_GIVEN PASSAGE:_
•••••

Now nine games into 2023, I've been beyond the point where this team can hurt me. That ship sailed after the pick-six in Dallas. So believe me when I say I felt nothing in either direction when a Mac Jones pass ricocheted off the hands of Juju Smith-Shuster and into the hands of Jartavius Martin. But this was a perplexing affair for the Patriots on multiple fronts. They gave J.C. Jackson and Jack Jones the 2010 Wes Welker treatment over the first handful of drives, played a ton of zone, and got shredded by Sam Howell, and additionally allowed the Commanders to shred them on the ground, while outside of a 64-yard score by Rhamondre Stevenson, did next to nothing to match. Now, the Patriots are 2-7 and are set to fly off to Germany later this week. But here's what popped up on film from Sunday.
"We Played Everyone"
It wasn't hard to notice the lack of Jackson or Jack Jones in the early stages of this one. Take this 19-yard gainer against zone coverage to Dynami Brown.
It doesn't take an expert to figure out that the two were internally disciplined for something, but Jeff Howe confirmed both were sat in the opening of this game for performance-related issues from last week. For the record, I have no issue with that for either player based on the second Miami game. The real problem lies in Bill Belichick dancing around questions about that after the game because of course he did.
I don't think anyone reasonable would have been too upset if Belichick just said what actually happened here, but he's going to go down with the ship doing things his way.
No Boutte???
Someone that I was hoping to see get a chance without Kendrick Bourne or DeVante Parker was rookie Kayshon Boutte. However, he was never activated, leaving just three healthy receivers (Pop Douglas, Juju Smith-Shuster, and Jalen Reagor) and a clearly hurt Tyquan Thornton, who was being closely watched during warmups and was activated anyway. He would play just 12 snaps the entire day, and these were the two lowlights (the first one is on him, the second on Mac Jones).
I have no idea why Thornton decides to take three seconds to chop his feet before breaking out on that first play, but I have a hard time believing that's what his coaches want. That paired with the fact he got knocked off his timing even more before he broke outside meant this play was dead on arrival. The second play, meanwhile, should have been a touchdown. Thornton does a great job of hitting his highest gear as he breaks back to the outside and has a potential walk-in lane to the endzone, and Mac Jones somehow misses him on what was a turnover on downs. Inexcusable.

•••••

_MATERIAL SHOWN:_
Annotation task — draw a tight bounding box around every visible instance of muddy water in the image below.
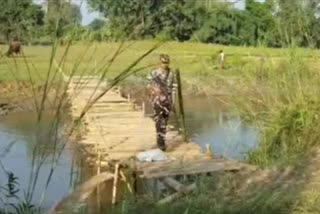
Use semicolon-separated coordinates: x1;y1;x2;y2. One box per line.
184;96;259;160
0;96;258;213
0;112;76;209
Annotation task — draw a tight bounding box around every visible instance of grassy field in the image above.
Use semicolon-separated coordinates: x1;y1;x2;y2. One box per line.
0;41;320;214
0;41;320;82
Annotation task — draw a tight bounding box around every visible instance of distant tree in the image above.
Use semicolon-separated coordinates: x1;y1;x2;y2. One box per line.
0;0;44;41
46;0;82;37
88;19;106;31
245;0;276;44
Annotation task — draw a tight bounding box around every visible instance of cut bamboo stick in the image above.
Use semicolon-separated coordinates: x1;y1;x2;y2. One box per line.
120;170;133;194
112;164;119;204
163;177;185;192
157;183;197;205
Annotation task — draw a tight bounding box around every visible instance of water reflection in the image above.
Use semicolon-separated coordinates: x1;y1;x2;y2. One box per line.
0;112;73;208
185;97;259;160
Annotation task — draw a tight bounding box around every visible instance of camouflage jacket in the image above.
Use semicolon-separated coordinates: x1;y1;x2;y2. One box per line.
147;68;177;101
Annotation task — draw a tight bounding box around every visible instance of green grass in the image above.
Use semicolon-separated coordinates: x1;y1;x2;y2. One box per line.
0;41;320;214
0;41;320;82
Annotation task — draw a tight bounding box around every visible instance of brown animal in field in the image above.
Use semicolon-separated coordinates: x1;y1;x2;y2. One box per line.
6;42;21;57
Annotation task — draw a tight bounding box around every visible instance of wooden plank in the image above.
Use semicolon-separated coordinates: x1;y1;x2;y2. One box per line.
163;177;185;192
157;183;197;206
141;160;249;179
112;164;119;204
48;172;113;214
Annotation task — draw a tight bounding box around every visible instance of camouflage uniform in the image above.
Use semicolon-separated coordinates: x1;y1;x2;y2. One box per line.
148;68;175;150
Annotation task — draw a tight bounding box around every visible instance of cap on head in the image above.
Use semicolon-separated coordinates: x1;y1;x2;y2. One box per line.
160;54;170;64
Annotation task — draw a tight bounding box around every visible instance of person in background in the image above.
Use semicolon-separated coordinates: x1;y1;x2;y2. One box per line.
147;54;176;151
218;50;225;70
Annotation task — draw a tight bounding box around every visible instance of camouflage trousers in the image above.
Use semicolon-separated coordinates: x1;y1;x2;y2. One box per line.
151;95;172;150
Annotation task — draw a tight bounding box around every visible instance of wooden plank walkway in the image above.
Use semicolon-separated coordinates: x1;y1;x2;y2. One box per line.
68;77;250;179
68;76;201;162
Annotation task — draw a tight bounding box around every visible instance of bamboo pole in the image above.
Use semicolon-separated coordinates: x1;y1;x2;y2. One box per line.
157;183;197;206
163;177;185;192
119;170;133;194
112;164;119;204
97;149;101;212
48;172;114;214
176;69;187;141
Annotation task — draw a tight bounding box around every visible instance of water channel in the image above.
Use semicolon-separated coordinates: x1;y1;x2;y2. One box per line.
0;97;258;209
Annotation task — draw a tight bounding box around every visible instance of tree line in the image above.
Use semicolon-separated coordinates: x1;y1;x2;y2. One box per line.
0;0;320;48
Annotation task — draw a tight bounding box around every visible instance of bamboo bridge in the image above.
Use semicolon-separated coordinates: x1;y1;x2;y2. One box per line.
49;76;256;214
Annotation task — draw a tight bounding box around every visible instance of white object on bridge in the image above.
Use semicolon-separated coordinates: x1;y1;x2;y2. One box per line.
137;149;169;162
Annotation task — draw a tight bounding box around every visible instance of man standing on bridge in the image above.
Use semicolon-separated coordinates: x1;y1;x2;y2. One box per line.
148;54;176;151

•••••

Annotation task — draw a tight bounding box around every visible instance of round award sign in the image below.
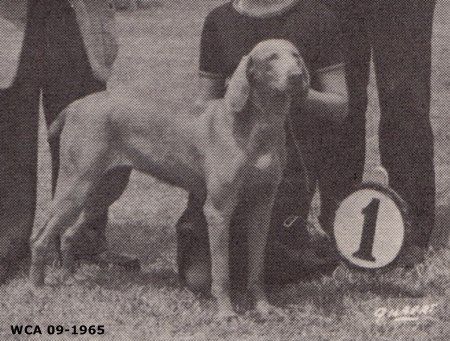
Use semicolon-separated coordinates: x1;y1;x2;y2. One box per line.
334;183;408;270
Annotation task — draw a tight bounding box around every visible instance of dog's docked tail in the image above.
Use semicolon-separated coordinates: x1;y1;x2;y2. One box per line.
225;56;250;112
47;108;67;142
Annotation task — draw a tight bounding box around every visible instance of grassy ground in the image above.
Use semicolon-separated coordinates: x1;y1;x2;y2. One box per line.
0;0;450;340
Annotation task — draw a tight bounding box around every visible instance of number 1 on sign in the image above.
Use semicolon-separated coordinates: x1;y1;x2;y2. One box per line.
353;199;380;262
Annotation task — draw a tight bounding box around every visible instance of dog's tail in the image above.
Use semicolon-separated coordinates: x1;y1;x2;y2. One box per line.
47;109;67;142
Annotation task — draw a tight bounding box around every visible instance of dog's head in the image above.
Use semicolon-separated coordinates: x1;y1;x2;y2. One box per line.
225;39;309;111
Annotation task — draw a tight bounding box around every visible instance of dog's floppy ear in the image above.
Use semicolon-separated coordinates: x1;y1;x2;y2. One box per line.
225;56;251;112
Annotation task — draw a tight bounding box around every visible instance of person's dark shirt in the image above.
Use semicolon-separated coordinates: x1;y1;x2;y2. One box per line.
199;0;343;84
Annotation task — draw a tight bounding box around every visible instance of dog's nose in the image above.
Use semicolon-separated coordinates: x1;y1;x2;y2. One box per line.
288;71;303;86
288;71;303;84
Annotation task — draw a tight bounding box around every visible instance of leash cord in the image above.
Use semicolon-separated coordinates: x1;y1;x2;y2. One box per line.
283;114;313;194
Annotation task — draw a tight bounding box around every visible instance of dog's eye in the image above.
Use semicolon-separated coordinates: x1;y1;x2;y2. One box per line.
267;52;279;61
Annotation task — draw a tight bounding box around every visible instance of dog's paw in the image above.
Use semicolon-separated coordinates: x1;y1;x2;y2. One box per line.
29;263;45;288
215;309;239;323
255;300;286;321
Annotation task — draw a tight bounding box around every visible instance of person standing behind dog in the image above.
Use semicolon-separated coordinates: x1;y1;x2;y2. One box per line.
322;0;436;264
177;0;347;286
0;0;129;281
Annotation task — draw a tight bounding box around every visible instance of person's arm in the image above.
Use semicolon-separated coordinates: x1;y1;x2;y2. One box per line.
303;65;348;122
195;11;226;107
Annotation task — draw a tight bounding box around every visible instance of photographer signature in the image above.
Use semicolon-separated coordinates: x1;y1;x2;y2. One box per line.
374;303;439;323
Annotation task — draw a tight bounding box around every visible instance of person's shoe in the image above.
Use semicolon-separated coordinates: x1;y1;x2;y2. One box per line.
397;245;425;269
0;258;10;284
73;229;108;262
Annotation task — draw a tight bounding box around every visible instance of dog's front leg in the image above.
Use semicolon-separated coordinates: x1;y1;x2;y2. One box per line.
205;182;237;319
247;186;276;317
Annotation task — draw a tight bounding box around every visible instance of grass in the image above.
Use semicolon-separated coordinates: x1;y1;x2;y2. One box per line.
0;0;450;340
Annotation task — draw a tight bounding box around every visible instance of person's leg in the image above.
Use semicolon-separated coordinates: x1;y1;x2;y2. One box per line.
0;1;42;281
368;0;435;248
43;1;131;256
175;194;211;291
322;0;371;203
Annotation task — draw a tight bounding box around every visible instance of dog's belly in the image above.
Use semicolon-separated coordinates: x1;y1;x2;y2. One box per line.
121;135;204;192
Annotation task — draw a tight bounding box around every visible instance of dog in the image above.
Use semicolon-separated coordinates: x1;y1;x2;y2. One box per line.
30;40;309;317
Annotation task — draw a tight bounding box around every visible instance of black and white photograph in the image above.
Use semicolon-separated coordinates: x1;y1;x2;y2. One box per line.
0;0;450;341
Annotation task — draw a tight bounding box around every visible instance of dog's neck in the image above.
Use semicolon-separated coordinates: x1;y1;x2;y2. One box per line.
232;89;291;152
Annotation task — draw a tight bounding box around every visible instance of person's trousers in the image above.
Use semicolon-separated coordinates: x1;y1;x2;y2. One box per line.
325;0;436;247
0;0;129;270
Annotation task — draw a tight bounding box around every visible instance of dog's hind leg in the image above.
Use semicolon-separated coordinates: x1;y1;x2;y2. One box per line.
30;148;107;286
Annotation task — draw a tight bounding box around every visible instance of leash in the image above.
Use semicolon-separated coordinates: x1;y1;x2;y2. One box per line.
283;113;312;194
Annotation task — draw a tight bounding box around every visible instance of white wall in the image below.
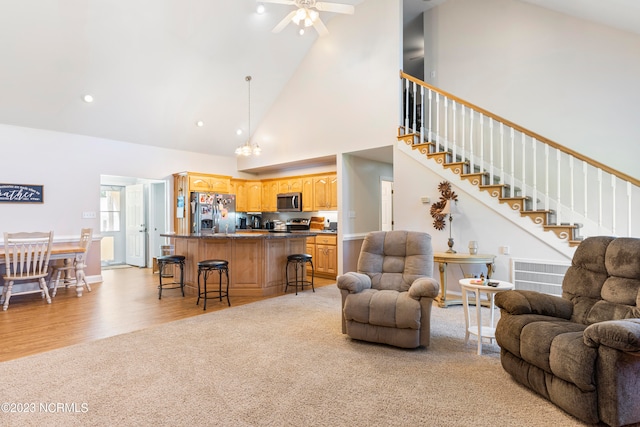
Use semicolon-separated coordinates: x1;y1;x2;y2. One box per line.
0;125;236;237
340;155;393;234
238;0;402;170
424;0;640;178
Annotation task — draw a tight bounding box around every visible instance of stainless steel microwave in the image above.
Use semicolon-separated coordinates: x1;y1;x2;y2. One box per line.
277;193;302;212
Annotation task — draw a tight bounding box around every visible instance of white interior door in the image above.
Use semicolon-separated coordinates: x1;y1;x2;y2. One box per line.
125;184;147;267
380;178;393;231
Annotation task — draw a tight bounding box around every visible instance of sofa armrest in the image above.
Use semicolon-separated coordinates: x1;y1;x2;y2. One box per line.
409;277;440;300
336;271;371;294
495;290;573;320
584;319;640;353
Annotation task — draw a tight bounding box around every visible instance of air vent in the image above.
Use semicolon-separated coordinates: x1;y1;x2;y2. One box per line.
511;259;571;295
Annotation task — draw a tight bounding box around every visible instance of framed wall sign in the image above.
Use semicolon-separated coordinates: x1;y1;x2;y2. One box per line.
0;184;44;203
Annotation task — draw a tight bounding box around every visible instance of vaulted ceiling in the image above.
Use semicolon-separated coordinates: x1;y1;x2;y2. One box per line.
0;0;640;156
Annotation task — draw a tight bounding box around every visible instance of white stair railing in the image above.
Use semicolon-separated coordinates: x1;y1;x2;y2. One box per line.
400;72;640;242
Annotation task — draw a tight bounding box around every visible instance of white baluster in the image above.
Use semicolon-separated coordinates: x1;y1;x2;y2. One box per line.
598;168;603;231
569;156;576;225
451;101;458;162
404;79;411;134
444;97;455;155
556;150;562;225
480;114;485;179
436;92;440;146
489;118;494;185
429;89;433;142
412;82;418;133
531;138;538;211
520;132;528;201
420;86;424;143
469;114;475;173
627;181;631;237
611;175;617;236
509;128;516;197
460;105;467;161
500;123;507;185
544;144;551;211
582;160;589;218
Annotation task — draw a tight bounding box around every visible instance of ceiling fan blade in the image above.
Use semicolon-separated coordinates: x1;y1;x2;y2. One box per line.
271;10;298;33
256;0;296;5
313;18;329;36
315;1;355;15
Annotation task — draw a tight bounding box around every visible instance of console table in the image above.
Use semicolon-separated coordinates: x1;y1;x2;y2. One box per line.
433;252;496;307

•••••

_TASKS TO PERFORM:_
[1] Return the lines of the listing from the line containing "baluster in the image above." up to and including the line containing "582;160;589;218", reproducing each one without changes.
[2] Resume the film review of the Patriots' loss to the Commanders from the point where it stops.

_RESPONSES TO THE EXERCISE:_
[1]
Annotation task — draw a tight bounding box around every visible instance of white baluster in the image above.
Use semicolon-separated coordinates: x1;y1;x2;y2. One box per line.
598;168;603;231
569;156;576;225
451;101;458;162
404;79;411;134
444;97;455;155
556;150;562;225
480;114;485;179
436;92;440;146
489;118;494;185
429;89;433;142
412;82;418;133
531;138;538;211
520;132;528;201
420;86;424;143
469;114;475;173
627;181;631;237
611;175;617;236
509;128;516;197
460;105;467;161
500;123;507;185
544;144;551;211
582;160;589;218

[2]
After the first few drives, Thornton wasn't seen again, meaning just three (3) wideouts were at the Patriots' disposal the rest of the way. The fact Boutte never even dressed falls entirely on Bill Belichick. I can't say I know what goes on in practice, so if he says something along the lines of "We put out the guys who gave us the best chance to win", I'm not going to spend much time disputing that. However, Bourne is gone, Parker is gone for the time being, and Thornton was nowhere near 100 percent. What are you exactly risking at this point by at least giving Boutee a chance? You're 2-7 now, and the top two receivers on the depth chart are hurt. I don't get the philosophy. If they were better, I'd understand it, but that ship sailed a month and half ago.
Busted Coverage
For whatever reason, there was a ton of zone coverage in this game from the Patriots, and oh buddy, did Sam Howell make them pay for it. Even then, the UNC signal caller had some good looks against man on Sunday, none better than the Jahan Dotson touchdown against a disguised cover-zero look.
What does the Pats in here, is Myles Bryant trying to press Dotson off the line when he was 10 yards back of him. He gets beat to his inside and subsequently over the top instantaneously, and Howell delivers a picturesque rainbow for six, genuinely a phenomenal throw. However, Bryant misplays this pretty badly, trying to press a guy on a zero blitz that he can't match in a foot race, and that led to a sequence where the Commanders put up the final 10 points of the game in roughly five minutes, in a game that was 17-10 Patriots before this. Gigantic swing, to put it lightly. Bryant has had a fair share of good moments this year too, which makes this especially sting.
What also hurt the Patriots for the second week in a row was busted coverage, and in many ways, it was much worse than last week. This one play sums it up.
While Howell getting chased out of the pocket changes things a tad for the mid-level defenders, just look at this to get an idea of where the problem lies.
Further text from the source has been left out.